Instructions for the task:
Rewrite the material below, swapping "green leafy tree" for "leafy green tree" and keeping every other part the same.

Entries:
§

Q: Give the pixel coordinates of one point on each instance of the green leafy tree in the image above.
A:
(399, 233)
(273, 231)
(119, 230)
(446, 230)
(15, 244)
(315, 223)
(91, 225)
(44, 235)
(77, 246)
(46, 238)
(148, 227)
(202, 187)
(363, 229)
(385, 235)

§

Response for this exercise:
Q: Give the pixel coordinates of one point on each instance of the leafy green tree in the image above.
A:
(399, 233)
(273, 231)
(119, 230)
(446, 230)
(15, 244)
(315, 223)
(91, 225)
(44, 235)
(77, 246)
(46, 238)
(148, 227)
(202, 187)
(363, 229)
(385, 235)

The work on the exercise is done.